Texto extraído:
+--

Os três outros ministros do FDP apresentaram a demissão ao fim da noite de quarta-feira.
Entretanto, Volker Wissing, o ministro dos Transportes retirou a demissão e disse aos jornalistas na manhã de hoje, em Berlim que, depois de falar com Scholz, tinha decidido continuar como ministro abandonando o partido.
Os outros dois ministros do FDP que se demitiram podem vir a ser substituídos, indicou hoje de manhã a agência noticiosa alemã DPA.
Os Verdes pretendem manter-se na coligação e pedem novas eleições na primavera. Até lá, o partido está “em funções e determinado a cumprir integralmente os deveres do seu cargo”, sustentou o ministro da Economia e vice-chanceler, Robert Habeck, em declarações à rádio Deutschlandfunk.
O titular da pasta da Economia considera que o chanceler tomou a decisão correta e frisou que a Alemanha ainda é capaz de funcionar.
“A este respeito, a decisão do chanceler foi lógica. Foi coerente e necessária nesta altura”, acrescentou Habeck.
Segundo Habeck, o líder do FDP não conseguiu cumprir a tarefa fundamental de elaborar um orçamento e perdeu o respeito dos outros membros do governo.
Questionado se a Alemanha ainda era capaz de funcionar, Habeck afirmou: “Sim, claro que sim”, acrescentando, no entanto, que “já não temos uma maioria no parlamento”.
Nas declarações à rádio Deutschlandfunk, Robert Habeck acrescentou ainda que não tinha intenções de ser ministro interino das Finanças.

+--

[Itens armazenados]
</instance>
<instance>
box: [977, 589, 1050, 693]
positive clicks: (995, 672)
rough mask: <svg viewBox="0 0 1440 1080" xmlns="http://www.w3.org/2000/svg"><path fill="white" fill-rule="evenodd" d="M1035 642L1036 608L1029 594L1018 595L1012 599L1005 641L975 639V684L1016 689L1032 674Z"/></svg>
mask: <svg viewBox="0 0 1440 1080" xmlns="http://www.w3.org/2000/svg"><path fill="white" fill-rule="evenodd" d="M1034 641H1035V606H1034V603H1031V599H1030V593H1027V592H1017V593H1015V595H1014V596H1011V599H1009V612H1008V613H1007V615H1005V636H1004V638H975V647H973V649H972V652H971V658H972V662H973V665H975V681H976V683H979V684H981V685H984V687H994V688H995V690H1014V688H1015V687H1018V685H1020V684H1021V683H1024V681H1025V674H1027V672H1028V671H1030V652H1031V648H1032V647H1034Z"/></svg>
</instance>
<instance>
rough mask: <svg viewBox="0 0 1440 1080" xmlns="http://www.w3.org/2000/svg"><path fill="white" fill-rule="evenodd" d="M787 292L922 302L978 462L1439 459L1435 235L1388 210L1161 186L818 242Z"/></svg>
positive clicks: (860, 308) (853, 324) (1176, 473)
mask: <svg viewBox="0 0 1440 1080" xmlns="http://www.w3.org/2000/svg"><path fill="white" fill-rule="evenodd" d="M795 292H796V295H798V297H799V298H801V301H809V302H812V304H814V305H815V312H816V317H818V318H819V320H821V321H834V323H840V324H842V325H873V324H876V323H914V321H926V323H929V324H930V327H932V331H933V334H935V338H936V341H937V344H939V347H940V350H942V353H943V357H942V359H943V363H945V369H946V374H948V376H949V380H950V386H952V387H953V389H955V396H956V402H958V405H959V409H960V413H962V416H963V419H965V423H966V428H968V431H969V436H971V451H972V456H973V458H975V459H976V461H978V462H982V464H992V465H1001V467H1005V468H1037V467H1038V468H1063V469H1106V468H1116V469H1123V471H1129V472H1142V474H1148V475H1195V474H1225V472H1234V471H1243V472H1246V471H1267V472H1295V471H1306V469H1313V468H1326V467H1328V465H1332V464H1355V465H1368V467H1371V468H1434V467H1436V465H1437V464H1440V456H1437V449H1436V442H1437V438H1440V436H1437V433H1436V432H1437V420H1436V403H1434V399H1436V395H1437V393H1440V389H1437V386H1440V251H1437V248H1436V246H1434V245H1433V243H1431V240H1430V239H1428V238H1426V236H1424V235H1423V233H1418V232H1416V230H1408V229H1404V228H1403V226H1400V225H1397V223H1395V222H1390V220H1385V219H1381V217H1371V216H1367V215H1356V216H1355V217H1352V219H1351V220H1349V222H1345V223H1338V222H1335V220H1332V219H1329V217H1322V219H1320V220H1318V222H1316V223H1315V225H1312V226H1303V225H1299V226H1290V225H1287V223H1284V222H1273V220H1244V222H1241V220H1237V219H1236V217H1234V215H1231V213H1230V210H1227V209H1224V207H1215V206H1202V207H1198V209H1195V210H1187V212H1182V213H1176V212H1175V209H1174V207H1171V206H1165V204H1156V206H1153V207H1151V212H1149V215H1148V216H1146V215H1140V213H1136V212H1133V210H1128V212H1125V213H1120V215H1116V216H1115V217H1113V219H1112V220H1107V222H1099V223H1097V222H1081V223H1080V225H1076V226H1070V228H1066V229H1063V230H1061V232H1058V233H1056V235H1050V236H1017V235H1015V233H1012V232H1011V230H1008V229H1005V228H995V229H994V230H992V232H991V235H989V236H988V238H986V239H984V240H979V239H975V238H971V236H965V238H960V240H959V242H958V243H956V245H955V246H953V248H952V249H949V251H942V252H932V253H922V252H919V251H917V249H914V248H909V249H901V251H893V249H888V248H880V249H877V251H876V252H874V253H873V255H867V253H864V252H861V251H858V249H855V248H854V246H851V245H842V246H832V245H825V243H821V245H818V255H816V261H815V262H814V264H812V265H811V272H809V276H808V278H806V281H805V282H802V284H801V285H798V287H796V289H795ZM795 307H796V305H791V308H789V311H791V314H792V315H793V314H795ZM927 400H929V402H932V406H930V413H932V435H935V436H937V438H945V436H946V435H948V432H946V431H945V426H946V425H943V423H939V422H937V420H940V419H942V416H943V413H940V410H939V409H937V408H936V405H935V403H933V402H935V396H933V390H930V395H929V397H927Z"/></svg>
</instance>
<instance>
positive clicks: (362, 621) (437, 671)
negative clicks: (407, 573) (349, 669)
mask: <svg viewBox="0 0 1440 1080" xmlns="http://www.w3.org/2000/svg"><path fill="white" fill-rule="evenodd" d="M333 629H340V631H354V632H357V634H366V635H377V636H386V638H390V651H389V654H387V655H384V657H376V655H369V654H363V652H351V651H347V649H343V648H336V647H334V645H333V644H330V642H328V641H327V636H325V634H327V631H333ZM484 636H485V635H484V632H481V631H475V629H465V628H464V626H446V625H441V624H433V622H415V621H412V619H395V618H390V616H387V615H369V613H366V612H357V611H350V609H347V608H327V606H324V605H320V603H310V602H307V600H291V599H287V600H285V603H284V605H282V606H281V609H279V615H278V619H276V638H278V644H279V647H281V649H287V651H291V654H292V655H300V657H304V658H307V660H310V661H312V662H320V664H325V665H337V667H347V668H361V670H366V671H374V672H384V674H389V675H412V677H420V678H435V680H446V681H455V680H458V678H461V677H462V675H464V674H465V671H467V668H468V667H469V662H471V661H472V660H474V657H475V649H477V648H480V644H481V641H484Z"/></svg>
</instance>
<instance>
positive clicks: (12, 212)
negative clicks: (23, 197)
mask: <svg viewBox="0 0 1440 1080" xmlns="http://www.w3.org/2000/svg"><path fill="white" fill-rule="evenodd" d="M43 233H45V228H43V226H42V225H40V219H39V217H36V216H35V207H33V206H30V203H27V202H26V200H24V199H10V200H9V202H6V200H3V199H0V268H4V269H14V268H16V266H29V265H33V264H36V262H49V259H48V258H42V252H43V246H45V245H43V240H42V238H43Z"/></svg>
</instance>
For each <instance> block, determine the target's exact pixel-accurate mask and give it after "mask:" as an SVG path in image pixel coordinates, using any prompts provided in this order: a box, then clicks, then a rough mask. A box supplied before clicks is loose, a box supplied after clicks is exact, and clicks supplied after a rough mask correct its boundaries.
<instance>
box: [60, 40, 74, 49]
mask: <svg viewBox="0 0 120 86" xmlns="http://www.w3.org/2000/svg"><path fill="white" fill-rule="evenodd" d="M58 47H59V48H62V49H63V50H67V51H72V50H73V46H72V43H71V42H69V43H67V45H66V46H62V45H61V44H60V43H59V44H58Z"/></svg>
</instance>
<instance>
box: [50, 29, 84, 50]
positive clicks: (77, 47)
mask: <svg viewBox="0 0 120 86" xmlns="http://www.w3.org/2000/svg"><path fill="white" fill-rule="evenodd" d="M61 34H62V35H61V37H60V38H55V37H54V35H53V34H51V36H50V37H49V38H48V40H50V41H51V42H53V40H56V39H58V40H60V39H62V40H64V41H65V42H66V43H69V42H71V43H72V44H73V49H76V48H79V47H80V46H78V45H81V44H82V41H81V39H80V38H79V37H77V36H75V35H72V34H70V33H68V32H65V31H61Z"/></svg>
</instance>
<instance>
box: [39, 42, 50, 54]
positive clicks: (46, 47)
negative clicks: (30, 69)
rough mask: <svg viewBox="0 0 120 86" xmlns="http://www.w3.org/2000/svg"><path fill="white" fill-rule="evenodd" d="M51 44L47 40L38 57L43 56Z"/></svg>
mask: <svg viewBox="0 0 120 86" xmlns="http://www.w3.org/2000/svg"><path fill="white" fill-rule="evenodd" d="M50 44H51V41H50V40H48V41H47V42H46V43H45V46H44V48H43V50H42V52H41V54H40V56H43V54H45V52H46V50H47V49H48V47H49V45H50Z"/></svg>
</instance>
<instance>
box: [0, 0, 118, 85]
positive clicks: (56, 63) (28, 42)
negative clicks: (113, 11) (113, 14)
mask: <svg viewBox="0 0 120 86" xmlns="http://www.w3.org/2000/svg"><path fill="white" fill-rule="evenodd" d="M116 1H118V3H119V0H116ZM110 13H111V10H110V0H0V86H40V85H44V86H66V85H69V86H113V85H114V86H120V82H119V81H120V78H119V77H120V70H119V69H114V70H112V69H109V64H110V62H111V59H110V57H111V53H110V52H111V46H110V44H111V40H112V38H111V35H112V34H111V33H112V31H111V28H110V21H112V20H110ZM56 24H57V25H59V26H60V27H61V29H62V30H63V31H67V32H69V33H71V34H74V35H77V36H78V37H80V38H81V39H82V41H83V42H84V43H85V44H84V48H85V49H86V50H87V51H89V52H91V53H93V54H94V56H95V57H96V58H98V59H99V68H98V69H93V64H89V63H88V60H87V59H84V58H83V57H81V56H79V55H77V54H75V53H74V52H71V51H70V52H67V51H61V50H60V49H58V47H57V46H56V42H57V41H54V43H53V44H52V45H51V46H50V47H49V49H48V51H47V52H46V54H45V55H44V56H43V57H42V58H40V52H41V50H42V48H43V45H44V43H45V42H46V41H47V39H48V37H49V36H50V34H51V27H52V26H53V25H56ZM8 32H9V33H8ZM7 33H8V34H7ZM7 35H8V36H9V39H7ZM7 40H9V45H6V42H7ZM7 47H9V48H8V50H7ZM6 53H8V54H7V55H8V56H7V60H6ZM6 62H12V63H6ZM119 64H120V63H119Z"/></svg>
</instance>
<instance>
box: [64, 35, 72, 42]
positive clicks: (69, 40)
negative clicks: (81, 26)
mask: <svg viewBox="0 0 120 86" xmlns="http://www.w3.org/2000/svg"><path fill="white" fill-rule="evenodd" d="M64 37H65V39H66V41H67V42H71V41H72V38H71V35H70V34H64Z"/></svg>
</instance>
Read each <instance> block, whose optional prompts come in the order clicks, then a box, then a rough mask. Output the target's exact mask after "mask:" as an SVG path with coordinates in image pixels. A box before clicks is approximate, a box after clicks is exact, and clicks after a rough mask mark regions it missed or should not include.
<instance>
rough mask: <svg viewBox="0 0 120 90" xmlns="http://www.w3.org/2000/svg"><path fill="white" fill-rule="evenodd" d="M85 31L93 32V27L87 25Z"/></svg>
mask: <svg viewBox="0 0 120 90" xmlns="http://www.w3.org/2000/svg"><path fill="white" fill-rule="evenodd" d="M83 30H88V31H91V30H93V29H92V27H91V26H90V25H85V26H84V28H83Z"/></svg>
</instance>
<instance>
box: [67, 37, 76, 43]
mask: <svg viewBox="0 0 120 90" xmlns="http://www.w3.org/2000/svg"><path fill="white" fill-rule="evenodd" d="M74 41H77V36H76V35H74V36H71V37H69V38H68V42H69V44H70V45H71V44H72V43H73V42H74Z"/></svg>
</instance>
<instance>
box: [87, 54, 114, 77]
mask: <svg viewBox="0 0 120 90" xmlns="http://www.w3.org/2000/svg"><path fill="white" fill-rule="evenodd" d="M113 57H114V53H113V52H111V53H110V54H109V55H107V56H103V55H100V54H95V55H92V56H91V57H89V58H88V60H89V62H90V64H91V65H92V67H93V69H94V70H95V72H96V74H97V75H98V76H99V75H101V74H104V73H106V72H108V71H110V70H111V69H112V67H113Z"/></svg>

+--

Problema A: Na notícia sobre a crise na coligação alemã, como justifica Habeck que a decisão do chanceler foi correta? Responda em uma a três frases.
Problema B: Prossiga a notícia sobre a crise na coligação alemã a partir da última frase apresentada.

Resposta esperada A: Segundo Habeck, o líder do FDP não conseguiu cumprir a tarefa fundamental de elaborar um orçamento. Além disso, perdeu o respeito dos outros membros do governo.

Resposta esperada B:
Minutos antes, Annalena Baerbock, ministra dos Negócios Estrangeiros, também ela dos Verdes, lembrou a “responsabilidade” da Alemanha num contexto internacional, por exemplo, no apoio à Ucrânia.
O que os divide?
A coligação, que estava no poder há quase três anos, tem enfrentado dificuldades praticamente desde o início já que muitas das posições que defendem os seus partidos são opostas. Enquanto o SPD e os Verdes apoiam uma forte atuação do estado, com a emissão de dívida para financiar políticas públicas, caso seja necessário, o FDP tem uma visão contrária.
As divergências, sobretudo nas políticas económica e orçamental, ficaram mais expostas há um ano quando o Tribunal Federal Constitucional reprovou a decisão do executivo de realocar verbas destinadas a atenuar as consequências da pandemia de covid-19. Sem essas verbas, o executivo alemão ficou com um buraco de 60 mil milhões de euros no orçamento. A forma de o combater não gerou consensos.
Lidner defendeu uma ampla redução de impostos para as empresas, por exemplo, e a redução de metas de proteção climática que considera demasiado ambiciosas. Ideias completamente rejeitadas por Robert Habeck, dos Verdes, ministro da Economia e vice-chanceler.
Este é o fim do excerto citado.